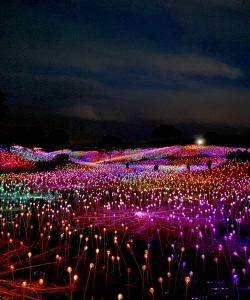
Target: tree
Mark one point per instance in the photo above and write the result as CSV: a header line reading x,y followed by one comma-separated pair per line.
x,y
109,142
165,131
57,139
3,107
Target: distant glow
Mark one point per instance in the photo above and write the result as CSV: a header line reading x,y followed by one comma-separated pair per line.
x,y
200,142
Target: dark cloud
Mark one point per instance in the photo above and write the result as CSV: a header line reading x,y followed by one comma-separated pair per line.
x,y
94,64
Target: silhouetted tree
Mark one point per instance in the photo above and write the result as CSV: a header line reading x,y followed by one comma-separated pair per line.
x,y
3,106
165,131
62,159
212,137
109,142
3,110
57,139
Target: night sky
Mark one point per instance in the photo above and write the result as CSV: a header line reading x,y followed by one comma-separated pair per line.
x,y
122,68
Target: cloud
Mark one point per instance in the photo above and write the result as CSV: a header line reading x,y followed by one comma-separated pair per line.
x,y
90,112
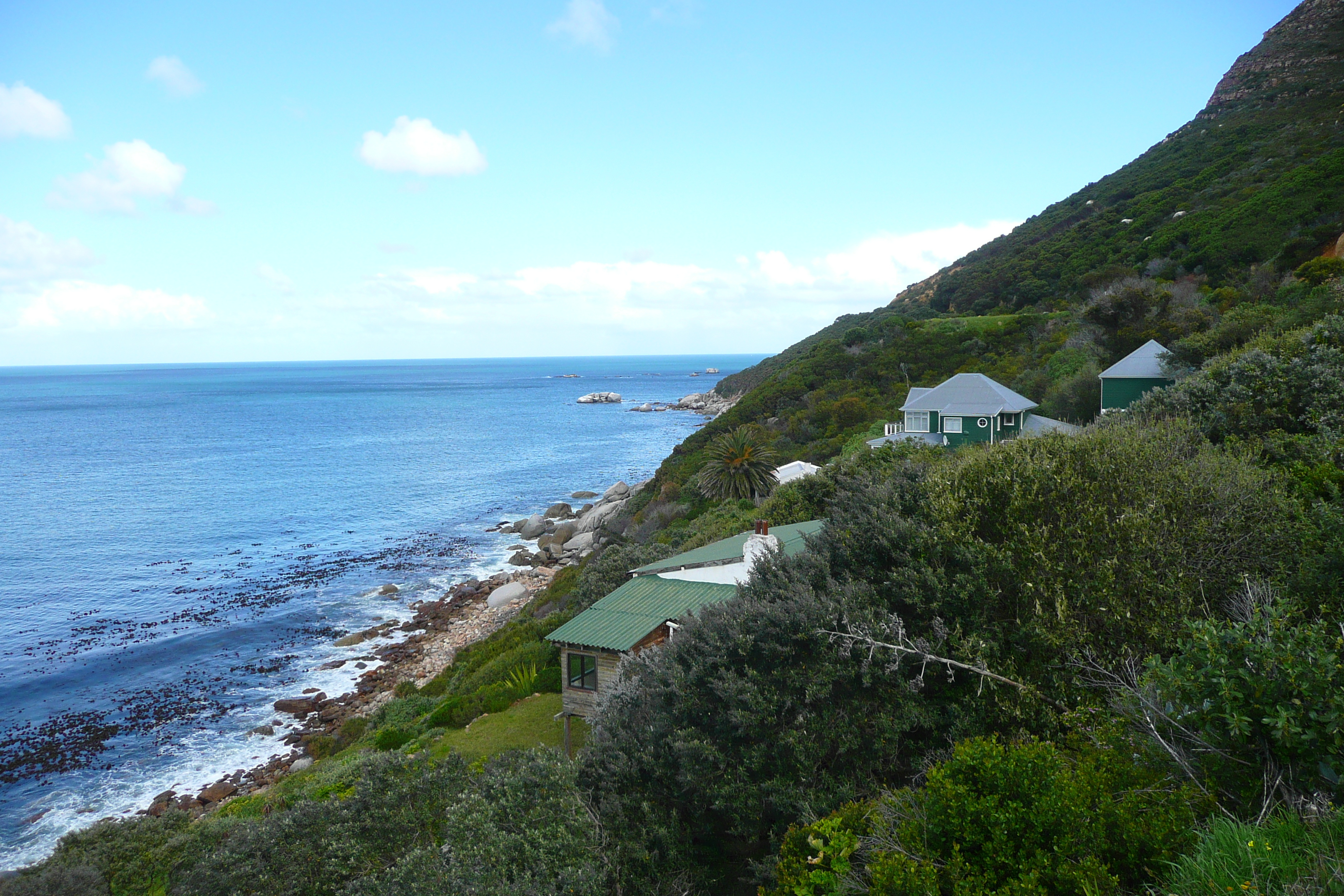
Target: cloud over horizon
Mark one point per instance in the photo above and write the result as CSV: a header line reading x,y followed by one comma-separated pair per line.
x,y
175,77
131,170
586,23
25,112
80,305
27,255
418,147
--------------------------------------------------
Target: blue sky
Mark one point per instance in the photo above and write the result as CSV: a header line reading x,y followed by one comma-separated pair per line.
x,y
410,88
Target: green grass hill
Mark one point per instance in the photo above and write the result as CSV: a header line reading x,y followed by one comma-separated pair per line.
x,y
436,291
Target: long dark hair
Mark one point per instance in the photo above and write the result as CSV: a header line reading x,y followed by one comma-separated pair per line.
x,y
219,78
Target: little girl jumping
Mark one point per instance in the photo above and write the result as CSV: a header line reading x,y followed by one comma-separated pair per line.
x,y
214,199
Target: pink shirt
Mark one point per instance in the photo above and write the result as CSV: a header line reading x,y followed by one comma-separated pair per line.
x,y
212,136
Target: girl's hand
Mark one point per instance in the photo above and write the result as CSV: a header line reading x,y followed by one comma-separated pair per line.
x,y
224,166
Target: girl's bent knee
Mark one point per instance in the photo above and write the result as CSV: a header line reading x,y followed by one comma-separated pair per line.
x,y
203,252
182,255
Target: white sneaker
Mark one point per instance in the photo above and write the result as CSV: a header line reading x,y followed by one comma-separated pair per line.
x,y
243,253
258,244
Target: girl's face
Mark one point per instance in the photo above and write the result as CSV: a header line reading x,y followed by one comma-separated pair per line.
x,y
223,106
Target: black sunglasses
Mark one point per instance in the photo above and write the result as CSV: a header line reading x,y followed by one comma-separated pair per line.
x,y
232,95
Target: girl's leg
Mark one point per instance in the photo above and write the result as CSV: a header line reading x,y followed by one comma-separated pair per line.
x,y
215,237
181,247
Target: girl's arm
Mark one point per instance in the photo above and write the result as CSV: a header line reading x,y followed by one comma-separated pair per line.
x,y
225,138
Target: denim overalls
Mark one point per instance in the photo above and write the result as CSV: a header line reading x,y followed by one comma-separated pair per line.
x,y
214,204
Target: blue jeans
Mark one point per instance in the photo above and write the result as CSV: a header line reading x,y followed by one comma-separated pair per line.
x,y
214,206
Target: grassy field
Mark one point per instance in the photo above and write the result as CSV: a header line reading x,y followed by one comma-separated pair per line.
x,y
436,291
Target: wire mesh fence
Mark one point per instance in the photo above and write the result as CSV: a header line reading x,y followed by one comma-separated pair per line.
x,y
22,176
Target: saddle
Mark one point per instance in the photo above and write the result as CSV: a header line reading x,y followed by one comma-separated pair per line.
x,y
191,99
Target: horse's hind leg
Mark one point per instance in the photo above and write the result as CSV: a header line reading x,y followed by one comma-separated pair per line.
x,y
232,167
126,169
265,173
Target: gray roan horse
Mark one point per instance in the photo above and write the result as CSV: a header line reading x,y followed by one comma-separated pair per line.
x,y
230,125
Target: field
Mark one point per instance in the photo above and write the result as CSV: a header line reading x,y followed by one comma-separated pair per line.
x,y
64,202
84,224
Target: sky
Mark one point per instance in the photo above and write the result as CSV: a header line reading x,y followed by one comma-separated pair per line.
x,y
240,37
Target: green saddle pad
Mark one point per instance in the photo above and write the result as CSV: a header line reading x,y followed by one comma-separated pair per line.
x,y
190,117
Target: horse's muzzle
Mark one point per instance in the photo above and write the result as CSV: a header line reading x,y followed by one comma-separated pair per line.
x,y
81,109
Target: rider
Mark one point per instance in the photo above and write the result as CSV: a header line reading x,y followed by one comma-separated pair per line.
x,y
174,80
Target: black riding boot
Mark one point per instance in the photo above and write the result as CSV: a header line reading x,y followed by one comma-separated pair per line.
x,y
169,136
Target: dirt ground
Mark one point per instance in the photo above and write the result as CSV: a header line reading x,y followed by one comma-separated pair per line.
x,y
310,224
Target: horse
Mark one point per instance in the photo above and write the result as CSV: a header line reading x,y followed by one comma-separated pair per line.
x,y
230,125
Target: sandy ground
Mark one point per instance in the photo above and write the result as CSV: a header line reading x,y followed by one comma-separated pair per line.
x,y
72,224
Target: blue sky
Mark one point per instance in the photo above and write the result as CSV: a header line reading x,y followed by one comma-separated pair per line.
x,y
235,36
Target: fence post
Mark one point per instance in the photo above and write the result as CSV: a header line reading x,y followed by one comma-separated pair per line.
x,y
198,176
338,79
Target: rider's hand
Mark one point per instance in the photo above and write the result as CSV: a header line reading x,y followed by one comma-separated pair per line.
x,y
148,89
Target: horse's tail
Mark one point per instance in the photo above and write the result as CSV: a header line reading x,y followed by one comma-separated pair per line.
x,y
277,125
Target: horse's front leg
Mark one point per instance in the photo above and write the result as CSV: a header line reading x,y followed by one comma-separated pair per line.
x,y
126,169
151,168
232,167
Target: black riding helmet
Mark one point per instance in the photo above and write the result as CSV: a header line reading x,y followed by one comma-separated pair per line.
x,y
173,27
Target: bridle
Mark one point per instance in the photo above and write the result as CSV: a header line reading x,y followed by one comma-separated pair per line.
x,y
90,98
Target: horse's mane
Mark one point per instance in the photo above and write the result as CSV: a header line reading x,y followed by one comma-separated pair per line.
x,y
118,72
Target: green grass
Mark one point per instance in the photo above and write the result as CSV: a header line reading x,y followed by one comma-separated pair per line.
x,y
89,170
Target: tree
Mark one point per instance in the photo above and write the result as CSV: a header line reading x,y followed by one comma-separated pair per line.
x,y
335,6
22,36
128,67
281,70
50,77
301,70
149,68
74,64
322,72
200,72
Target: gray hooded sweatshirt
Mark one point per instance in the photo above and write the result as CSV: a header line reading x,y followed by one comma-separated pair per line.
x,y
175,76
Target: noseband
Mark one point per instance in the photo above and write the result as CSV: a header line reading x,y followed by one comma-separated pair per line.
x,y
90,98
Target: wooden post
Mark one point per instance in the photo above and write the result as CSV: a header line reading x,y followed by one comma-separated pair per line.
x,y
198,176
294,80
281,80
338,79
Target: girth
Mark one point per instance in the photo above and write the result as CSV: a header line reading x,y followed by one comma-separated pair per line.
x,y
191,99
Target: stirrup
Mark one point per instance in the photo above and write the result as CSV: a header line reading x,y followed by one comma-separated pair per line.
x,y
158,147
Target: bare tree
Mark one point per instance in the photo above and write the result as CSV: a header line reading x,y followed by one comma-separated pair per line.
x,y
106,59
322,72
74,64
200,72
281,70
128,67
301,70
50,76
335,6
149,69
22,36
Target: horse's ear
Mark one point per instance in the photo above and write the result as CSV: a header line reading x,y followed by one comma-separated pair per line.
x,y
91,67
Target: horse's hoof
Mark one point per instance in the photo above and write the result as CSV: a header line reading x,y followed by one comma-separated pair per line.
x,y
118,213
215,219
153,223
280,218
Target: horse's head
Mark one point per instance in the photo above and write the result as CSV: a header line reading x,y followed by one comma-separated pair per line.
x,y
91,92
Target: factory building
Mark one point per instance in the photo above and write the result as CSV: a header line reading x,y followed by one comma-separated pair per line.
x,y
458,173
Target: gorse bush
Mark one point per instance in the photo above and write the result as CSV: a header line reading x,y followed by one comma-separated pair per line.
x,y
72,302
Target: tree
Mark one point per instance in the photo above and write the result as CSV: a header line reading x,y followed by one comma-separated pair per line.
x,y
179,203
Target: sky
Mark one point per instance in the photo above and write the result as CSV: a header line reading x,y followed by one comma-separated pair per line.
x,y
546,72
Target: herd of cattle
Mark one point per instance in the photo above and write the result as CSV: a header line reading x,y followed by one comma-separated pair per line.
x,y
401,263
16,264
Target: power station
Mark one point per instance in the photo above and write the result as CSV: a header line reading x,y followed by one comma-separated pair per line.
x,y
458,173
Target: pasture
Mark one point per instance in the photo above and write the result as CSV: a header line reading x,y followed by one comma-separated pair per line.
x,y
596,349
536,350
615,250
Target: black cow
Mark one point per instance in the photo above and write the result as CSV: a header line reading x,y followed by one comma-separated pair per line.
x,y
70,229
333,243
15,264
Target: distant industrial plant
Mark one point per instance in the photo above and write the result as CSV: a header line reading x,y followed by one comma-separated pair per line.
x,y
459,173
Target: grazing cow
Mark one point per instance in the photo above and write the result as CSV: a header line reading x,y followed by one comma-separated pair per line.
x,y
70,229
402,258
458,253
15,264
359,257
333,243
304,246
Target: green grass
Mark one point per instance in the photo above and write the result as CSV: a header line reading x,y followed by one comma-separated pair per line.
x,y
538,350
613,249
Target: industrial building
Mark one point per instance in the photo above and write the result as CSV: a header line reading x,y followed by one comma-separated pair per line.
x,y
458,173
--------------------------------------------------
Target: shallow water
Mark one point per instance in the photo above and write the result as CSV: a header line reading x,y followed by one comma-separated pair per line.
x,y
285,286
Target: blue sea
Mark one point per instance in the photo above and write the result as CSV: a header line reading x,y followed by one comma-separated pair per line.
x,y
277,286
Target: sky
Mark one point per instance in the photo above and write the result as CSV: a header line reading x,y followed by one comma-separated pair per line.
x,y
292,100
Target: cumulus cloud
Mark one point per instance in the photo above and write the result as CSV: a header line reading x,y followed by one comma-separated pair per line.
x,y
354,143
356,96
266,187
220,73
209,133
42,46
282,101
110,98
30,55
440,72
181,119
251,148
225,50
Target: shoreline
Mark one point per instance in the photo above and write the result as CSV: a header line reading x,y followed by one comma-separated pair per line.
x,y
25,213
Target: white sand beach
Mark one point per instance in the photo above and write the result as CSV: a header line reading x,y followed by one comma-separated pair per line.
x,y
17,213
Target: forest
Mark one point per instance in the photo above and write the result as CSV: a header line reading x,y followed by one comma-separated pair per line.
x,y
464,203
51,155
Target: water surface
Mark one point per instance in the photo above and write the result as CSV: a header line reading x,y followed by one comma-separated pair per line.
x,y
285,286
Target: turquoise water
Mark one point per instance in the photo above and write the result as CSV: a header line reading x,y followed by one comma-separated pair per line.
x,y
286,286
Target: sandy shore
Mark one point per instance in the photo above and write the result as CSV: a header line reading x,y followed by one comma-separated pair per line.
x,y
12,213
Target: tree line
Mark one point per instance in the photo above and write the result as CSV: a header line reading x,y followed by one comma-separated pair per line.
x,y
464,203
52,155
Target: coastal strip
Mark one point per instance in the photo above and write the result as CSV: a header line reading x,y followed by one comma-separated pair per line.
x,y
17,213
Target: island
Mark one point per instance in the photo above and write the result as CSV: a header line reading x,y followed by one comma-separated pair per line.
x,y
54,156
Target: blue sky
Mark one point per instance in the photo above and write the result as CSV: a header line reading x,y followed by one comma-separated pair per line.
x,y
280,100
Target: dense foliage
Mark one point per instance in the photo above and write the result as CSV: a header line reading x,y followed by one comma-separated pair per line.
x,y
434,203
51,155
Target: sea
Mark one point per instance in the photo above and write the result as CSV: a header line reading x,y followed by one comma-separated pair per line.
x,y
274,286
--------------------------------------------------
Aim of the task: Work out how many lines of the material above contain "girl", then write that number alone.

Answer area: 6